Aim of the task:
Extract the line that contains "occurrences of beetle" and every line after it to the end of the records below, exactly as written and nothing else.

Stored items from a collection:
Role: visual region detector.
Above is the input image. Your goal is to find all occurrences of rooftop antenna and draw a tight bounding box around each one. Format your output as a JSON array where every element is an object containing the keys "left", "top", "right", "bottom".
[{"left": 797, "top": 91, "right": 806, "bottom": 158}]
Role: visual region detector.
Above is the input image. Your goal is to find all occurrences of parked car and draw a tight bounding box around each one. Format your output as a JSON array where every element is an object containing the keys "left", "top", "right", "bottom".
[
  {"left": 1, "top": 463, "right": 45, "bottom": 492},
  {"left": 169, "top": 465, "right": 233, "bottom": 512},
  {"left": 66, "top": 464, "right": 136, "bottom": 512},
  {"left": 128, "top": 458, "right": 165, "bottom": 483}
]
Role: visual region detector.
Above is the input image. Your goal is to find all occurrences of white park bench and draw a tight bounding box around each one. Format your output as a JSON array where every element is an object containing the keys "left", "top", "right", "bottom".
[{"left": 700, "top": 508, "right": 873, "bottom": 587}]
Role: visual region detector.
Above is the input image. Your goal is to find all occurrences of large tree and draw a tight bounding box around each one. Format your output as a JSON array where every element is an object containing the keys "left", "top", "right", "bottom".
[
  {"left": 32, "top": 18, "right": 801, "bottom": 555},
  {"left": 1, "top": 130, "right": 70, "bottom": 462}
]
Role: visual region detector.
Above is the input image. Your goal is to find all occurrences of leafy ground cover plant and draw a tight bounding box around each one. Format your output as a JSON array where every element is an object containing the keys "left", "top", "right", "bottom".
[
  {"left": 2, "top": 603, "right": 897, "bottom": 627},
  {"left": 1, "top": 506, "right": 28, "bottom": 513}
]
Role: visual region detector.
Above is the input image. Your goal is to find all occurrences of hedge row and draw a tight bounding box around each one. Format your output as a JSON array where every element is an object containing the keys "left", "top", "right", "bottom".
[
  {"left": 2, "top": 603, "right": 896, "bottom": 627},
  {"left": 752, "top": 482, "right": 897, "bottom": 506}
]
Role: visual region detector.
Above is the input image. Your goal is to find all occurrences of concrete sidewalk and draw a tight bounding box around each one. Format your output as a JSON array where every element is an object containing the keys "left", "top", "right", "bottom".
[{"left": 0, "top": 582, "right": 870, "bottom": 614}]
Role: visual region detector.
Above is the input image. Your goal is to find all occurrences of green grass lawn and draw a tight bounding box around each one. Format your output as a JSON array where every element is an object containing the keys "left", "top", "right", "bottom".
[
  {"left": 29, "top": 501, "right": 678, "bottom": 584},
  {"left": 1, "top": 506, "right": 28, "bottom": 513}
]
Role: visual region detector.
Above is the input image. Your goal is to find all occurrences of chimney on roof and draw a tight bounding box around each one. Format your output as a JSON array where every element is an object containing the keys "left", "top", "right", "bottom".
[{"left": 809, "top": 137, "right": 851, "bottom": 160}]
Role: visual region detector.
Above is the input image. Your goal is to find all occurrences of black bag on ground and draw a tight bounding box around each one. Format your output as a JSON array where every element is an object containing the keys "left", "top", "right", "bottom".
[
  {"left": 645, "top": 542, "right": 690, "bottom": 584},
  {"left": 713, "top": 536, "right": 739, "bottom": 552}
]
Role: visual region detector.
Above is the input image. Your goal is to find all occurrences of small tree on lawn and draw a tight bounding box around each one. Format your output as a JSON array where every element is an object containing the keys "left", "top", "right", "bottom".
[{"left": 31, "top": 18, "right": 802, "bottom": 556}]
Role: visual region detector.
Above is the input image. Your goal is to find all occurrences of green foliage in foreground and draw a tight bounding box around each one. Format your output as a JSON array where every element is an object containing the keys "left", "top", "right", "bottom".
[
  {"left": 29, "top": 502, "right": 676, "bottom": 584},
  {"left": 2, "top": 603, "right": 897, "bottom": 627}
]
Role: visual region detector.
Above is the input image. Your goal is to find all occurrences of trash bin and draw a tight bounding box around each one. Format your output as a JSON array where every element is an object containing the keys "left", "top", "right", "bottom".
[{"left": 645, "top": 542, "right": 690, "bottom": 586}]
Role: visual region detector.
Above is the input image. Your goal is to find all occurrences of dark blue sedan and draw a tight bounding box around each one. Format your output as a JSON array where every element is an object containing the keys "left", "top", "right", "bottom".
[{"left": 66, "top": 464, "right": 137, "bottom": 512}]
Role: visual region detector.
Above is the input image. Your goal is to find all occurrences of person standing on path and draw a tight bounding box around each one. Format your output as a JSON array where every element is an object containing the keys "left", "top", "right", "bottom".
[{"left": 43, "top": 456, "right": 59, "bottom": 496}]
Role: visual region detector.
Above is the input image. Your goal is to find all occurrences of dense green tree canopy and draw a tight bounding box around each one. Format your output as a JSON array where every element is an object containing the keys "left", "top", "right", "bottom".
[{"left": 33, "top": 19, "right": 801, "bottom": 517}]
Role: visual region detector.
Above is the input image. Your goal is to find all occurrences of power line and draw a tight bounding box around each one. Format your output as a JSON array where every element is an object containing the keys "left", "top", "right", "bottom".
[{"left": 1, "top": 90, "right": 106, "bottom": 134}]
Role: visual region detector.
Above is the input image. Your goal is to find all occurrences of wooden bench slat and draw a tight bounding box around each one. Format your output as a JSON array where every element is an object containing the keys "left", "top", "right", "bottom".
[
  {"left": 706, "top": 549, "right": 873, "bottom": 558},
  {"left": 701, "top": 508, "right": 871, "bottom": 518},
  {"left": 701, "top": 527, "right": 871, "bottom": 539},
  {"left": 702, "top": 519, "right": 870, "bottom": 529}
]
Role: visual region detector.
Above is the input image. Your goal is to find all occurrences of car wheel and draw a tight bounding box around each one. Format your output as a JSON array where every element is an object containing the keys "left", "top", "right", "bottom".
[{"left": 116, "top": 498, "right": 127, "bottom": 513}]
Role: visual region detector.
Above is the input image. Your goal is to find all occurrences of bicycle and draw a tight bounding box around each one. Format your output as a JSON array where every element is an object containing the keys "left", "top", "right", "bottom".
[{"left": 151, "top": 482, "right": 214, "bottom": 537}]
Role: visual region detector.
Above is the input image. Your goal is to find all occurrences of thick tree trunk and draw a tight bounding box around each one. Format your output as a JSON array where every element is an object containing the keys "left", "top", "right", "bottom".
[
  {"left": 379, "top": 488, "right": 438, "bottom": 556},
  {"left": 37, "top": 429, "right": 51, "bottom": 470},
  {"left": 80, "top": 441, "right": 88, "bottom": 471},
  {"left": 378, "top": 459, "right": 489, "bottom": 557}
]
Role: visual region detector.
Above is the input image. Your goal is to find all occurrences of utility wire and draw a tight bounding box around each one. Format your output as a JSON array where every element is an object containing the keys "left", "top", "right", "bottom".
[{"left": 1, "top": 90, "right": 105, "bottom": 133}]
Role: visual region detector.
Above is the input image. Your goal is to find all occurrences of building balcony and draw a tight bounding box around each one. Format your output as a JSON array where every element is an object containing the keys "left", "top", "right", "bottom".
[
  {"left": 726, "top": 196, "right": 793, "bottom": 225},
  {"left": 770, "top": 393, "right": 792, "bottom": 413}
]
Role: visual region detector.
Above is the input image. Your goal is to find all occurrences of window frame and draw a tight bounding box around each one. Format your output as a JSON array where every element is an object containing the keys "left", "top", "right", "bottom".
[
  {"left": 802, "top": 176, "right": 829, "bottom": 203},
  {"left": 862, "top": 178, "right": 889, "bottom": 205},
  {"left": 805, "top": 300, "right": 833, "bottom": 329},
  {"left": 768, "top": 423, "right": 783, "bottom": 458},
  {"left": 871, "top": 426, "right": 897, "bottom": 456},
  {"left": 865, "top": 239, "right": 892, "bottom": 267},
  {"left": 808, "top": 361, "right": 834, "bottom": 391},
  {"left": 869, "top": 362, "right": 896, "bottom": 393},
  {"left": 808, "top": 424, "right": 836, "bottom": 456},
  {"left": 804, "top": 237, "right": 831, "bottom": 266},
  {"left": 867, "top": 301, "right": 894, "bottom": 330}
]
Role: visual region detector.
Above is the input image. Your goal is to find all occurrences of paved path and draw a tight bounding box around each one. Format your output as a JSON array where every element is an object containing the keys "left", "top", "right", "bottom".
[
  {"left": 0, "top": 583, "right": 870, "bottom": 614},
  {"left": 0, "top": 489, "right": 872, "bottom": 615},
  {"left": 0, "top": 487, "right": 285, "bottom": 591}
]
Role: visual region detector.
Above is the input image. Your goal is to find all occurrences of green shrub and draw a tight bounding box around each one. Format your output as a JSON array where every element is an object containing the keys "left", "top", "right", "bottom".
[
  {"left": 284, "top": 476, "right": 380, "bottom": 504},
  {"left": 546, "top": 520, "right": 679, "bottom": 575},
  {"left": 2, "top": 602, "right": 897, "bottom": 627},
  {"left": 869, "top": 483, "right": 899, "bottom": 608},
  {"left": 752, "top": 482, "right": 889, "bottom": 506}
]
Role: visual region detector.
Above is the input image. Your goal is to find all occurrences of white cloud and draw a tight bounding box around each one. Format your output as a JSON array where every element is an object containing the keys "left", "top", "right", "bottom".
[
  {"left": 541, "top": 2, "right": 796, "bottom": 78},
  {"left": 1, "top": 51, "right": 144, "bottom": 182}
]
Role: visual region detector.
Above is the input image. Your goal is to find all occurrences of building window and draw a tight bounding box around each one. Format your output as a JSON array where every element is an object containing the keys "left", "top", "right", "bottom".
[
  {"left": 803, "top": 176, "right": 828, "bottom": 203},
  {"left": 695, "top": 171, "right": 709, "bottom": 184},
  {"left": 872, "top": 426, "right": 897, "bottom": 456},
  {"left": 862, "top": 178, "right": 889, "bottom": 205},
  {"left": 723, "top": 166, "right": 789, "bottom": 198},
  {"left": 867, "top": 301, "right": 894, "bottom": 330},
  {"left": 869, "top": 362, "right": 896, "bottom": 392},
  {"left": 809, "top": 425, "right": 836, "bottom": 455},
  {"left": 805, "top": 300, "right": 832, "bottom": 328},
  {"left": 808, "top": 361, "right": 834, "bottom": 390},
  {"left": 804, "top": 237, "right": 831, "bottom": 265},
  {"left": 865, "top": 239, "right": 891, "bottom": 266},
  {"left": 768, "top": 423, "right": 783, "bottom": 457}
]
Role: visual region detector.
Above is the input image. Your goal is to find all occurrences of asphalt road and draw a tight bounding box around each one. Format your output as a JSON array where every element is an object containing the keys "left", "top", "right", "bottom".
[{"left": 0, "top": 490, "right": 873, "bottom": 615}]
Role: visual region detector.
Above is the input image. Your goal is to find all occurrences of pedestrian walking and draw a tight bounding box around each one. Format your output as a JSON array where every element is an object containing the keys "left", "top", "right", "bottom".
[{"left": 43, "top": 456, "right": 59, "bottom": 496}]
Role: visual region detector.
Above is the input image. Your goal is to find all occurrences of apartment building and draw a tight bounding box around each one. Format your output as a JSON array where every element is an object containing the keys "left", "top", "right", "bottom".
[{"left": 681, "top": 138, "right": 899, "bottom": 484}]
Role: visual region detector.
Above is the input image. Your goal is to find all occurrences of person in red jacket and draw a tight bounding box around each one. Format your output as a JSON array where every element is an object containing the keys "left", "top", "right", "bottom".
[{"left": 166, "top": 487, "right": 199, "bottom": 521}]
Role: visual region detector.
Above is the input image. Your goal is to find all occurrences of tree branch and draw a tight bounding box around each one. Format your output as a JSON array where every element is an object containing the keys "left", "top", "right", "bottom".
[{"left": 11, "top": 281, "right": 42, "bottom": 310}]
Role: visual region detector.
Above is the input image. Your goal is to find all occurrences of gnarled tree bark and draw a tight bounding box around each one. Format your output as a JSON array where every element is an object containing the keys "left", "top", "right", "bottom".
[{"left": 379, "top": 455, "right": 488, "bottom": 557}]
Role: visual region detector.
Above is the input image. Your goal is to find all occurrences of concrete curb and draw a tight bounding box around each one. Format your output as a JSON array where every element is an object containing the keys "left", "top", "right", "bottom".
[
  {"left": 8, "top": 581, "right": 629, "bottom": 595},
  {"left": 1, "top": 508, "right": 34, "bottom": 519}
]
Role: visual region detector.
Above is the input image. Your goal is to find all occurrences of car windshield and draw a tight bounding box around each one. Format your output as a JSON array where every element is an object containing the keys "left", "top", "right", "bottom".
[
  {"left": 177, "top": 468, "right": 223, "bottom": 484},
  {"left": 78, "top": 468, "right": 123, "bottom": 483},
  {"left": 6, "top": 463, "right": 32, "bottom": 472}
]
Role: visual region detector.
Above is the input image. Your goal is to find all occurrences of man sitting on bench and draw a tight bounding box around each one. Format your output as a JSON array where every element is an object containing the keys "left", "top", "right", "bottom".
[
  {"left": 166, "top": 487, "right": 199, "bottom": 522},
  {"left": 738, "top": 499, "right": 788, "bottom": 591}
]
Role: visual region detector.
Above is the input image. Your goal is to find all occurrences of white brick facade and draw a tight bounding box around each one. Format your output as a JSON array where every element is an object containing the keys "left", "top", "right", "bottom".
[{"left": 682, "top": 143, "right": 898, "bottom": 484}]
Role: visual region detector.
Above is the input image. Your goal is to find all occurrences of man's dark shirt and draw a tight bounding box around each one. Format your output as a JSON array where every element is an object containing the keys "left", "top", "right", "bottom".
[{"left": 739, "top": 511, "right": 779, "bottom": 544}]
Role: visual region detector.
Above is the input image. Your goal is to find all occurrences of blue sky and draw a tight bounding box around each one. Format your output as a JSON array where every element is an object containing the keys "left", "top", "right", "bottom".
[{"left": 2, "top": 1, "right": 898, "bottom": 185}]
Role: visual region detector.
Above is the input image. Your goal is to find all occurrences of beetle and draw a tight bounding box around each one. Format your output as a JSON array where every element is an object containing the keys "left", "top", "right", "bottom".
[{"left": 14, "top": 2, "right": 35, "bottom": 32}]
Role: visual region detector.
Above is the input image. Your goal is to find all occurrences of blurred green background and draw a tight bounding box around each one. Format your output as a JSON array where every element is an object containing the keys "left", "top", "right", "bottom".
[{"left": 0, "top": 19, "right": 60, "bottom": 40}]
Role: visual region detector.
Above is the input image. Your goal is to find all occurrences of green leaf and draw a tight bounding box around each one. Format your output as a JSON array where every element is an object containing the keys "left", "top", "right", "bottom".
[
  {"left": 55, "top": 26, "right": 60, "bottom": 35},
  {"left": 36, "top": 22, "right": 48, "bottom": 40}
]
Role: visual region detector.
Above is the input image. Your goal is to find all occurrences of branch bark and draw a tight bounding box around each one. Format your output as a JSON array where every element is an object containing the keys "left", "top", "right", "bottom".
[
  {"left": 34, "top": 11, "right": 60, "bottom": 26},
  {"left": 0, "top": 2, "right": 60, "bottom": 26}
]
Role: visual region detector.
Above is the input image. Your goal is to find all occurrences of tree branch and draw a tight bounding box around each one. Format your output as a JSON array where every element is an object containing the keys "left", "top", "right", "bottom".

Exercise answer:
Above is the input image. Your goal is to find all occurrences of beetle and draw a tight bounding box around each one. Format your output as a JSON array where every element is an object containing the keys "left", "top", "right", "bottom".
[{"left": 14, "top": 2, "right": 35, "bottom": 32}]
Role: visual region detector.
Above is the input image. Your goal is to find all occurrences of blurred green background and draw a tight bounding box around each one. Format your output as a JSON array where every element is an object containing the keys "left", "top", "right", "bottom".
[{"left": 0, "top": 19, "right": 60, "bottom": 40}]
Role: visual region detector.
Above is the input image. Your goal is to find all occurrences of green leaf and draw a tight bounding box around each one. Format your output as a JSON array where every element is an object containing the keys "left", "top", "right", "bottom".
[
  {"left": 55, "top": 26, "right": 60, "bottom": 35},
  {"left": 36, "top": 22, "right": 48, "bottom": 40}
]
Role: visual region detector.
Above is the input image. Your goal is to find all occurrences of branch bark and draw a tight bounding box around each one. Format your output as a JSON array where every element is an object containing the keys "left", "top", "right", "bottom".
[
  {"left": 34, "top": 11, "right": 60, "bottom": 26},
  {"left": 0, "top": 2, "right": 60, "bottom": 26}
]
Role: visual region detector.
Above is the input image. Your goal is to find all occurrences of tree branch and draw a tight bounding box around each one. Format your output as a JSON array where every element is an object containing the keys "left", "top", "right", "bottom".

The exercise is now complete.